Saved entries
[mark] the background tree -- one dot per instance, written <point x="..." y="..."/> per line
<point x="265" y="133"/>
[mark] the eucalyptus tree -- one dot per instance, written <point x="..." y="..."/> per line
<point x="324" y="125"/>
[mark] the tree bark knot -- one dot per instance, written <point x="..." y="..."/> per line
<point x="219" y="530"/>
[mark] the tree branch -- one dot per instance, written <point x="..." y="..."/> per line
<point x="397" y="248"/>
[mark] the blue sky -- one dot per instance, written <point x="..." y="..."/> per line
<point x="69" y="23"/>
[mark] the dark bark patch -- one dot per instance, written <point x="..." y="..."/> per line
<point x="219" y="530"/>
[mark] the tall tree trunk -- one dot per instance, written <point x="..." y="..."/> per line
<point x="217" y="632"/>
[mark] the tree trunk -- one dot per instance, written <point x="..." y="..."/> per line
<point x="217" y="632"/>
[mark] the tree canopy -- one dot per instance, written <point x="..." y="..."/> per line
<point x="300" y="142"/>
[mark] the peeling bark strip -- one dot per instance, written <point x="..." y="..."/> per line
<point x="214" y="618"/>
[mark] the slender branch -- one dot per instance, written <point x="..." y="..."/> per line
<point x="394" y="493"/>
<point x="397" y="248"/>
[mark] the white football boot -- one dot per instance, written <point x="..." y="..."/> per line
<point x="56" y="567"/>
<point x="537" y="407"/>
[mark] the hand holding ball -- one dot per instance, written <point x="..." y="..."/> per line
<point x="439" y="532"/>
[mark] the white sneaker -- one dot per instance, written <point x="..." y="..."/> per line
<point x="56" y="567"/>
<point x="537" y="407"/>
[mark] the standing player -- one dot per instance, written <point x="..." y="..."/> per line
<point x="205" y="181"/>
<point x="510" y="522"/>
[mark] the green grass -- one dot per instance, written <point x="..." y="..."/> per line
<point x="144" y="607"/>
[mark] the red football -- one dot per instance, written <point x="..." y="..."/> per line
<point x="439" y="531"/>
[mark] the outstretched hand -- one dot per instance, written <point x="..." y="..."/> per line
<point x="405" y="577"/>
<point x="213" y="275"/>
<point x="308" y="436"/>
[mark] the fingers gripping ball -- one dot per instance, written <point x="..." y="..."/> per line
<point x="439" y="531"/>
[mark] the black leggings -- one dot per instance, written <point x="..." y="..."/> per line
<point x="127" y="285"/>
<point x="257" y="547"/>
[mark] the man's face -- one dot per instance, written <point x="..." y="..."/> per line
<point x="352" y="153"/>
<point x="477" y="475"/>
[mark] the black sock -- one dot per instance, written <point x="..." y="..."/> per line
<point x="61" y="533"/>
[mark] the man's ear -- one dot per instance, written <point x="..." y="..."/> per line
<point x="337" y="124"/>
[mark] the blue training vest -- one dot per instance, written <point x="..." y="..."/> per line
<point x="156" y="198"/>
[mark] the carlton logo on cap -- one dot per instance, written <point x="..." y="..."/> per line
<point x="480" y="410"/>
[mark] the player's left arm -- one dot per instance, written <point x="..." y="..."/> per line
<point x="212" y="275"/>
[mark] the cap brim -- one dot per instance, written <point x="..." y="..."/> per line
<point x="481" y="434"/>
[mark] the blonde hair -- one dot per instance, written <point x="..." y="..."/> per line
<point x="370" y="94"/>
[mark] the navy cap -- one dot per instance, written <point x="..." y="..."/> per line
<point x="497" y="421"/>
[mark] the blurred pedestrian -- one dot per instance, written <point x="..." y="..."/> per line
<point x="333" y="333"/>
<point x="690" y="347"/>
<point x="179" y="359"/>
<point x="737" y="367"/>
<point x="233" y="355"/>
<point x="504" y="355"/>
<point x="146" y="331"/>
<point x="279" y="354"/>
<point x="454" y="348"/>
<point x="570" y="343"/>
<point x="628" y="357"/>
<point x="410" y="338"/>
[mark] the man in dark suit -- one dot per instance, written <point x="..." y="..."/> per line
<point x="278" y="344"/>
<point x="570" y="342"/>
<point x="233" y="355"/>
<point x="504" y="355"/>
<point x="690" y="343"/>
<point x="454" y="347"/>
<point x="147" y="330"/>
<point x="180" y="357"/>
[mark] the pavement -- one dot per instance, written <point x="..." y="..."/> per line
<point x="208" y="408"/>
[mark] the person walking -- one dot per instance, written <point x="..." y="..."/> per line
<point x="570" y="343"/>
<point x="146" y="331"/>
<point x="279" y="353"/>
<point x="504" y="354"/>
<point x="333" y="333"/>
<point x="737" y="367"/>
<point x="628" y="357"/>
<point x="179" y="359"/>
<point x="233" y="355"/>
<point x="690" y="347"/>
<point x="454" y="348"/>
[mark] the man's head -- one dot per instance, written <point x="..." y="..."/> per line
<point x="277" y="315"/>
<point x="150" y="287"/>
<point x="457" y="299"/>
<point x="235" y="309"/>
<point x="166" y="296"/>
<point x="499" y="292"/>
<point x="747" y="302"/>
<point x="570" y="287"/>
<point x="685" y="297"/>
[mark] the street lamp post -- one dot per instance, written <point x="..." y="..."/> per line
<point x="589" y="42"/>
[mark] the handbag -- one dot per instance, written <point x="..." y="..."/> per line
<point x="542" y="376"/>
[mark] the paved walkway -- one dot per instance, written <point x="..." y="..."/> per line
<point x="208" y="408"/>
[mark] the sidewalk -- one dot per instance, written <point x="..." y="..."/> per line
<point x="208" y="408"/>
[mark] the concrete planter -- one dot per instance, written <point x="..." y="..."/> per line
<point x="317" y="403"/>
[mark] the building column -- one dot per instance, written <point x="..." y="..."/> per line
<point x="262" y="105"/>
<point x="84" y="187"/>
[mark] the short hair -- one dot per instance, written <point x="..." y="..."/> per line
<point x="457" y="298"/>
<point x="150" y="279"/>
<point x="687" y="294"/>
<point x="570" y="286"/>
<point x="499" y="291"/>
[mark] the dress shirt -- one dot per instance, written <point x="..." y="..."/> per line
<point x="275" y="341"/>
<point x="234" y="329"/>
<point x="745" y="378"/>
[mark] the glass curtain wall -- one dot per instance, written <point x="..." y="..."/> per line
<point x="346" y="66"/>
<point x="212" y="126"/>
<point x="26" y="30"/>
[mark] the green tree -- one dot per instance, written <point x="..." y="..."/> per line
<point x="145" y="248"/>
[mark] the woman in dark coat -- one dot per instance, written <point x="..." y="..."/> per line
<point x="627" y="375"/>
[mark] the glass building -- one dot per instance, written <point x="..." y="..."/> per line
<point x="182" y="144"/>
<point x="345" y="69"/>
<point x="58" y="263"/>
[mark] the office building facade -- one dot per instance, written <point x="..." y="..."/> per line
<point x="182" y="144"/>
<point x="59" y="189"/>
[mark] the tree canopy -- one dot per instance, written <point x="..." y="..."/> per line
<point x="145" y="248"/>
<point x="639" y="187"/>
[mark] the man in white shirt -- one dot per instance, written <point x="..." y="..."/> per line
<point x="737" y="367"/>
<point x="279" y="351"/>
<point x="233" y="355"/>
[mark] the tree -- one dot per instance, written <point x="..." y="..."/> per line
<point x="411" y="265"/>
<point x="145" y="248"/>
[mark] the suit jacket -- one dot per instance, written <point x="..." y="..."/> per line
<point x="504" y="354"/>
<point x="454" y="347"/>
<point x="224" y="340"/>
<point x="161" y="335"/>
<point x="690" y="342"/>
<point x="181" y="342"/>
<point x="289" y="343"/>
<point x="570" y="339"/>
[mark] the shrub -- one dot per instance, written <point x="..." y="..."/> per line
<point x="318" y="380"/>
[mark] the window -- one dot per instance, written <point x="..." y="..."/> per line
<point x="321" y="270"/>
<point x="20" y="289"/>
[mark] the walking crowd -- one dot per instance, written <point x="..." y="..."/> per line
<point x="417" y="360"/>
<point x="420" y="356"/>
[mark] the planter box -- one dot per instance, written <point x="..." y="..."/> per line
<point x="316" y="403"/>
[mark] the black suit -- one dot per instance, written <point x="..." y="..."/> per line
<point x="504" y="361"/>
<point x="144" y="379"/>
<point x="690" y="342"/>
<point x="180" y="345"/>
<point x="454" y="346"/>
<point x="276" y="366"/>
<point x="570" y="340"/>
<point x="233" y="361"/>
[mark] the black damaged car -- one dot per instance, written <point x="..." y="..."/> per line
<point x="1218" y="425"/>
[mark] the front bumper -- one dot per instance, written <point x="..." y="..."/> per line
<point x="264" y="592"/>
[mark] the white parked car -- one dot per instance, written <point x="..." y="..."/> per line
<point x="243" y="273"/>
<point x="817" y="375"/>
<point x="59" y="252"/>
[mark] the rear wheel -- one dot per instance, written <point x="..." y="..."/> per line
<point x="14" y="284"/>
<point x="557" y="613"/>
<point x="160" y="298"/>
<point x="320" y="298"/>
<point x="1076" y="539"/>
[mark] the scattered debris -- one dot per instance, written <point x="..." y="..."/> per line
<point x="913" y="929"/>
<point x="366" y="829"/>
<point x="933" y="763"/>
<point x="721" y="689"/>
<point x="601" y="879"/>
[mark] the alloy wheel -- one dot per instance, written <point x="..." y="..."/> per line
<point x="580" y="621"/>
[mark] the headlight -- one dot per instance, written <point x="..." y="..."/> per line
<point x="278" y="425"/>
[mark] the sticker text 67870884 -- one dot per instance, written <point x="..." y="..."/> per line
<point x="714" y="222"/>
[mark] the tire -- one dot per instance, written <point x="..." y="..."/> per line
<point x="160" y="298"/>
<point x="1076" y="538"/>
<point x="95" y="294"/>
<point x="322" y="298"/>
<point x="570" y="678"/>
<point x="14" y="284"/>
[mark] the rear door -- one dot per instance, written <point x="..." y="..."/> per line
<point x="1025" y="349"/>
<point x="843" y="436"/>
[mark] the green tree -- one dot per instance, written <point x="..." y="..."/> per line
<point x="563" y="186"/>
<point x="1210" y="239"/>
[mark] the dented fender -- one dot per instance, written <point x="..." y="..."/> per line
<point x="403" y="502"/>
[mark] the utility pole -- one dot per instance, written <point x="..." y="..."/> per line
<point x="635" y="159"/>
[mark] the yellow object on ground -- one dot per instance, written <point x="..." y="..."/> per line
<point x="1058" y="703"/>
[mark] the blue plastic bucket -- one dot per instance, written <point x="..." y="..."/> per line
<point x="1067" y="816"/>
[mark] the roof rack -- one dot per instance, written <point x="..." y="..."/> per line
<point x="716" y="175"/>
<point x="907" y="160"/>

■ **Task details**:
Please return only the lines from the one that contains "[mark] the sticker" through the final line of the entries, each exactly as written.

■ **Expected output**:
[mark] the sticker text 67870884 -- one dot per instance, written <point x="..." y="..."/> per line
<point x="714" y="222"/>
[mark] the tire -- one dot per instance, written <point x="..." y="..."/> per line
<point x="160" y="298"/>
<point x="1076" y="538"/>
<point x="95" y="294"/>
<point x="322" y="298"/>
<point x="570" y="678"/>
<point x="14" y="284"/>
[mark] the rear door -- one dot per instance, written <point x="..." y="..."/> per line
<point x="1025" y="349"/>
<point x="843" y="436"/>
[mark] the green tree -- one dot per instance, written <point x="..." y="..."/> per line
<point x="563" y="186"/>
<point x="1210" y="239"/>
[mark] the dented fender -- one dot per instance, written <point x="..." y="..."/> per line
<point x="403" y="502"/>
[mark] the utility pole -- one dot per instance, written <point x="..." y="..."/> per line
<point x="635" y="159"/>
[mark] the yellow object on ground -- one dot per instance, written <point x="..." y="..."/> per line
<point x="1058" y="703"/>
[mark] the blue plastic bucket -- one dot per instance, written <point x="..." y="..."/> per line
<point x="1067" y="816"/>
[mark] the roof rack -- one dot per instance, written <point x="..." y="..."/> per line
<point x="716" y="175"/>
<point x="907" y="160"/>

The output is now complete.